• [Aim of the task] All of the lines below should be printed again exactly as they are.

• [Dataset excerpts]
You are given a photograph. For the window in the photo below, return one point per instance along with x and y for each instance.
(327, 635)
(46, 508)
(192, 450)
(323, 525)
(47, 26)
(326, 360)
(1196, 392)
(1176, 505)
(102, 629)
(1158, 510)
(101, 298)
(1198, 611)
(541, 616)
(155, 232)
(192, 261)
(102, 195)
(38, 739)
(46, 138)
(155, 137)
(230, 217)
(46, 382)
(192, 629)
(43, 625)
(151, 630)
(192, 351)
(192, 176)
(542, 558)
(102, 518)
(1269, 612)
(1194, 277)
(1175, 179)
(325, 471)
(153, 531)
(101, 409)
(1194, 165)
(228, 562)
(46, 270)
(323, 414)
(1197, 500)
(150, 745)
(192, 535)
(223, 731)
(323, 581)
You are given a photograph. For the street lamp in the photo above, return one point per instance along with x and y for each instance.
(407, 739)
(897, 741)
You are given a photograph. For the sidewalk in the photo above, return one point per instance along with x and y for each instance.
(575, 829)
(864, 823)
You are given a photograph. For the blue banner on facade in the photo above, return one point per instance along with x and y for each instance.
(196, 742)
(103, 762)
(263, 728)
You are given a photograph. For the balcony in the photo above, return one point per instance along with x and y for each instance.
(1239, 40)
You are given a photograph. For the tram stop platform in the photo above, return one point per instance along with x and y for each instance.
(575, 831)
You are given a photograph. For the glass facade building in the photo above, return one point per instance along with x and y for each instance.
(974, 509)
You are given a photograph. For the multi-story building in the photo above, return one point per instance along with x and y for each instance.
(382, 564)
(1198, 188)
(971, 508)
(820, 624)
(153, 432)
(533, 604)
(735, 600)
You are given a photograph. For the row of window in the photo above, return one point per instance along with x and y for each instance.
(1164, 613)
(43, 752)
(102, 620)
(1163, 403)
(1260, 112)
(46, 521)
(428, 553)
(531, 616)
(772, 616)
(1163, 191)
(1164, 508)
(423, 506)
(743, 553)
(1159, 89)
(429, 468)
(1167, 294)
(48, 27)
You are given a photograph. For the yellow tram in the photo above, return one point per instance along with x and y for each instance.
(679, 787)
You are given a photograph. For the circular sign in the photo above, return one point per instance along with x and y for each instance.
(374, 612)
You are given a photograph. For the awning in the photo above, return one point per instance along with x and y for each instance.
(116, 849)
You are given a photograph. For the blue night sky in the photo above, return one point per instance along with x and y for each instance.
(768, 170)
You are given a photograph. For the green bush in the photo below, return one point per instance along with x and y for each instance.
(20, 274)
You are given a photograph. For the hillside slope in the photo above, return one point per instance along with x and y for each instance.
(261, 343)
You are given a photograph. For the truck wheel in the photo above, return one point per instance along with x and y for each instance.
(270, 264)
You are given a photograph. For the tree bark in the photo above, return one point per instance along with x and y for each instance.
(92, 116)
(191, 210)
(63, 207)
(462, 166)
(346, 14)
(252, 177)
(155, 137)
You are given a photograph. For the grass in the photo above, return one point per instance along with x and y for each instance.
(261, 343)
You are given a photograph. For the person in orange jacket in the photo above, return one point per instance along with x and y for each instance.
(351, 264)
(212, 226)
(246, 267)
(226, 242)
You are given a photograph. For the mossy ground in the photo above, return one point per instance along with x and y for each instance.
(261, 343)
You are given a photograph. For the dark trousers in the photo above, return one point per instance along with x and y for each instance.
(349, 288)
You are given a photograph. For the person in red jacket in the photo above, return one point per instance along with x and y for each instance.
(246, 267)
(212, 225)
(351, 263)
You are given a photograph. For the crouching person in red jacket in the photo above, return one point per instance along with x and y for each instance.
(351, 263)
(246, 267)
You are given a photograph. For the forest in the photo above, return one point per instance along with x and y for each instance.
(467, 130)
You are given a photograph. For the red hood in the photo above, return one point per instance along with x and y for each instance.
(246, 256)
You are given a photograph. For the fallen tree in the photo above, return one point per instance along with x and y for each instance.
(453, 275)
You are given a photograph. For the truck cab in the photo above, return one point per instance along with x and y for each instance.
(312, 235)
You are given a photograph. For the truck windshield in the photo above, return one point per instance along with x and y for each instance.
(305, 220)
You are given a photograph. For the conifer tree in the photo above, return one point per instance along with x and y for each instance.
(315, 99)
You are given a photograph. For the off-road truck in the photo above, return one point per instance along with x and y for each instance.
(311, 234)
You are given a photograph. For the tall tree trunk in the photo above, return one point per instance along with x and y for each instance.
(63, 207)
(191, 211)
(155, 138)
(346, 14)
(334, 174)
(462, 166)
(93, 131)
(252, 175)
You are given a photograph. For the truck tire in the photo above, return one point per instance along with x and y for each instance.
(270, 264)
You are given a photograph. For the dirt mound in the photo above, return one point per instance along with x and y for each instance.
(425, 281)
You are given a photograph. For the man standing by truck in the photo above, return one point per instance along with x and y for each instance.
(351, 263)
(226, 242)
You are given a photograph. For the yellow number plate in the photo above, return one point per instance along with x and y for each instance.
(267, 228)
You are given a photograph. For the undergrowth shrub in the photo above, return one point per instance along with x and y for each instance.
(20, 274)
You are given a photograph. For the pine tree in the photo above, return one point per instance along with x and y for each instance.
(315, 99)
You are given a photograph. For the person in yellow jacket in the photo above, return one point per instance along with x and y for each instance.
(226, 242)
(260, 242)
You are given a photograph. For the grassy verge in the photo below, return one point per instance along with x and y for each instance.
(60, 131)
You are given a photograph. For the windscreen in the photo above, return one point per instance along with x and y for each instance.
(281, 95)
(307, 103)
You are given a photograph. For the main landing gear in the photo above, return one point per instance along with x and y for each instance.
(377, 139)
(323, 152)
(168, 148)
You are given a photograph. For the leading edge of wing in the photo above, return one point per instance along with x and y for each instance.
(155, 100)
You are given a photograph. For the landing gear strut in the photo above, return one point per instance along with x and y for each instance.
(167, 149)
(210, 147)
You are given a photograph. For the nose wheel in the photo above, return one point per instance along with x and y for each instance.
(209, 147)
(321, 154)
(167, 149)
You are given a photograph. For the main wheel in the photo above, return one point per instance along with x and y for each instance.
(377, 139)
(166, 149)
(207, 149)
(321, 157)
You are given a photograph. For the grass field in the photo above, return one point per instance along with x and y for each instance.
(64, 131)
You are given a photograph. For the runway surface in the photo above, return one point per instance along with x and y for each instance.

• [Answer for this exercise]
You are given a photograph. For the window in the photo below, return one point per instance along with x and y for each instance.
(327, 635)
(46, 508)
(192, 450)
(323, 525)
(47, 26)
(326, 360)
(1196, 392)
(1176, 505)
(102, 629)
(1158, 510)
(101, 298)
(1198, 611)
(541, 616)
(155, 232)
(192, 261)
(102, 195)
(38, 739)
(46, 138)
(155, 137)
(230, 217)
(46, 382)
(192, 629)
(43, 625)
(151, 630)
(192, 351)
(192, 176)
(542, 558)
(102, 518)
(1269, 612)
(1194, 277)
(1175, 179)
(325, 471)
(153, 531)
(101, 409)
(1194, 165)
(228, 562)
(46, 270)
(323, 414)
(1197, 500)
(150, 745)
(192, 535)
(223, 731)
(323, 581)
You are given a photograph. For the street lamp in the photo above, return one point per instance along with x and y for each instance.
(407, 739)
(897, 741)
You are given a photograph. For the sidewalk in the photo above, return one point per instance along with x and y for each instance.
(575, 829)
(864, 823)
You are given a photograph. For the blue banner on facade in the photo above, return one point per instance along with x and y for each instance.
(196, 742)
(103, 762)
(263, 728)
You are given a photograph. For the balcony in the photo above, return one point per instance along with x and y for each instance.
(1239, 40)
You are given a photograph. For the tram stop platform in the photo above, return one point per instance along with x and y for each instance.
(575, 831)
You are given a photograph. For the glass facade building in the photo above, return one point per instance along with x and y for each instance.
(974, 509)
You are given a photograph. For the multi-story building in the photo above, return one point per instance along with x and y for each instance.
(382, 564)
(1198, 188)
(971, 508)
(820, 624)
(153, 432)
(533, 604)
(735, 600)
You are given a photograph. For the row of window in the photo above, return one point per instance along with x and y for each instance.
(1164, 613)
(43, 752)
(102, 620)
(1163, 403)
(1260, 112)
(46, 521)
(428, 553)
(531, 616)
(772, 616)
(1163, 191)
(1164, 508)
(423, 506)
(743, 553)
(1159, 89)
(429, 468)
(1167, 294)
(48, 27)
You are given a photograph. For the yellow tram in the photo above, return one point per instance along with x and y for each instance.
(679, 787)
You are given a photograph. For the circular sign in the photo above, return one point per instance along with x and y for each instance.
(374, 612)
You are given a photograph. For the awning in the photo above, return one point per instance along with x and y for each instance.
(116, 849)
You are given a photograph. For the blue night sky in the photo above, return one point per instance along with x and y for each instance.
(768, 170)
You are given a photograph. For the green bush in the photo below, return one point per instance along with x and y for each instance.
(20, 274)
You are given a photograph. For the hillside slope in the photo above, return one point per instance along with x and y for each instance.
(261, 343)
You are given a photograph. For the truck wheel in the photo above, return one point per instance along with x and y for each instance.
(270, 264)
You are given a photograph. For the tree bark in the photo above, return one point per instance along with x and y for each instance.
(92, 116)
(191, 210)
(63, 207)
(462, 166)
(346, 14)
(252, 177)
(155, 137)
You are given a photograph. For the grass in the photo above, return one point per instance along with x and y for each instance.
(261, 343)
You are given a photograph. For the person in orange jacket in the photo above, return one point per instance along with x and y for each instance.
(351, 264)
(212, 226)
(246, 267)
(226, 242)
You are given a photograph. For the mossy ground in the photo above, return one point per instance along with x and y for each instance.
(261, 343)
You are given a photograph. For the dark trousers in the photo above, return one point per instance along with x and y for each instance.
(349, 288)
You are given a photograph. For the person in red jacket in the photo above, return one point per instance along with x and y for each instance.
(246, 267)
(212, 225)
(351, 263)
You are given a photograph. For the crouching person in red jacket in the photo above, return one point per instance along with x and y for each instance.
(351, 263)
(246, 267)
You are given a photograph. For the forest in the photo above, return one point per instance along with x and y for each instance.
(467, 130)
You are given a photograph. For the red hood in the photo above, return one point per instance along with x and y for each instance.
(246, 256)
You are given a photograph. For the fallen tree in the photo above, return one point per instance along with x and y for each instance.
(453, 275)
You are given a photograph. For the truck cab in the photo above, return one point per instance along with x and y for each instance.
(312, 235)
You are given a photograph. For the truck windshield in the photo above, return one point per instance along with x and y for each instance.
(305, 220)
You are given a photograph. For the conifer tree in the photo above, return one point per instance along with x and y for each instance.
(315, 99)
You are given a photograph. For the off-road truck in the photo above, return one point per instance along with x and y for each instance.
(311, 234)
You are given a photograph. For the tall tree trunk in the photo above, return one point per instance along with x and y for each instance.
(63, 207)
(191, 211)
(155, 138)
(346, 14)
(334, 174)
(462, 166)
(93, 131)
(252, 175)
You are given a photograph. For the truck tire in the photo above, return one point per instance along with x and y for each instance.
(270, 264)
You are given a photograph. For the dirt mound in the photo above, return one point per instance along with x and y for each instance.
(425, 281)
You are given a photograph. For the man standing by truck in the photo above, return one point per instance along with x and y for each instance.
(351, 263)
(226, 242)
You are given a photograph. For the yellow number plate in the photo above, return one point per instance along with x and y for each instance.
(267, 228)
You are given a photograph. For the undergrowth shrub in the photo above, return one point per instance along with x and y for each instance.
(20, 274)
You are given a photograph. For the pine tree in the photo above, return one point per instance along with x and y for each instance.
(315, 99)
You are given a photograph. For the person in yellow jacket in the photo above, return one point per instance along with x and y for each instance.
(226, 242)
(260, 242)
You are given a photograph. For the grassy verge in the photo below, return one point per instance along with x and y for each instance.
(60, 131)
You are given a photograph. For the windscreen in the photo above, return one point per instance along with x and y for each instance.
(281, 95)
(307, 103)
You are given a photograph. For the main landing gear in the photo above, return one point per instance along with x and y for each instance.
(377, 139)
(323, 152)
(168, 148)
You are given a photograph. For the leading edge of wing in the photo above, return one point per instance along with x and y for each instance.
(155, 100)
You are given a photograph. For the landing gear strut in the photo above, return one point per instance along with x and y for each instance.
(167, 149)
(210, 147)
You are given a photograph. For the nose wheel in the photo above, return one point per instance along with x and y for each instance.
(209, 147)
(321, 154)
(167, 149)
You are given a photograph. For the main wheel in the photo above, return one point per instance along with x and y for each instance.
(377, 139)
(166, 149)
(207, 149)
(321, 157)
You are given a photograph. For the grass field in the photo above, return one point per instance along with x and y for each instance.
(64, 131)
You are given a photograph. For the runway surface in the photo above, return one point per instance along with x and y for each instance.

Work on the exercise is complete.